### Task brief
The response must match the data below exactly, line for line.

### Material supplied
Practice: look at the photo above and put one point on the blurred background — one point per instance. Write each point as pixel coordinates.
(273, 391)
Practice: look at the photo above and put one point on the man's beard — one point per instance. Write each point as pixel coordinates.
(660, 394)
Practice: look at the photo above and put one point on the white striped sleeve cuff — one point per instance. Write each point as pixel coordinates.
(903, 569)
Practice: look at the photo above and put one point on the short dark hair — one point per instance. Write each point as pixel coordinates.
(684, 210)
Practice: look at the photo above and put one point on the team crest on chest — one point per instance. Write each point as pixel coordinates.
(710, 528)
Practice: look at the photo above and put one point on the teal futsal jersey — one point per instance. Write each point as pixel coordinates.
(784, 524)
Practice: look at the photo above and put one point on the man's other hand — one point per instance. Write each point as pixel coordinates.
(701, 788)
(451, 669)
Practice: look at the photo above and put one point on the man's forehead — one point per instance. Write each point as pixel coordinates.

### Your response
Practice: look at the photo above and put one point on the blurred background — one point per instance. Write each point as pixel coordinates.
(273, 391)
Practice: look at the photo above and put one point on the man's beard — one point per instance. Write each point as pixel coordinates.
(660, 394)
Practice: look at the photo above and put one point on the white striped sleeve cuff — one point per instance. Write each point as pixel coordinates.
(903, 569)
Practice: look at the photo above and put one point on the short dark hair — one point per instance. Write each point as pixel coordinates.
(684, 210)
Practice: look at the photo above and put one point on the team crest on chest — one point per instance. Write each point as pixel coordinates.
(710, 528)
Practice: look at the photo above and put one point on the teal futsal jersey — one point per instance. Write each point as pixel coordinates.
(784, 524)
Practice: look at the photo above and put one point on the man's other hand — one point per instance. Write each point as pixel coordinates.
(701, 788)
(451, 669)
Practice: look at the photo above and put one point on the man's forehead — one point per instance. Write each point as pixel coordinates.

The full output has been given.